==== Material supplied

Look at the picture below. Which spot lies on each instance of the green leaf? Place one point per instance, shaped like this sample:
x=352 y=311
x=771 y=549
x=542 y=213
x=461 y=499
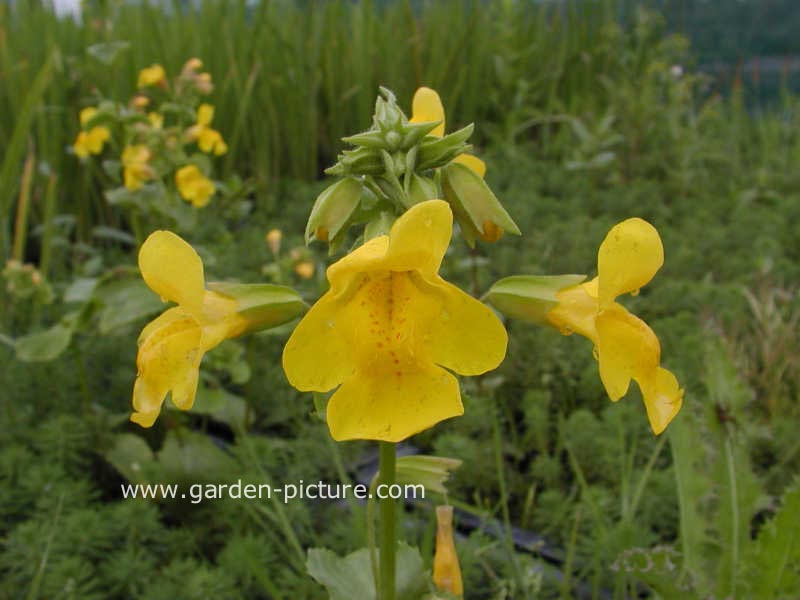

========

*Description of the task*. Copy out the material above line for line, leaving out the picture.

*Final result*.
Look at the picture below. Which spot lies on each instance of the green leaf? Place one point per instance, shaped like this sample:
x=352 y=311
x=771 y=549
x=542 y=213
x=461 y=499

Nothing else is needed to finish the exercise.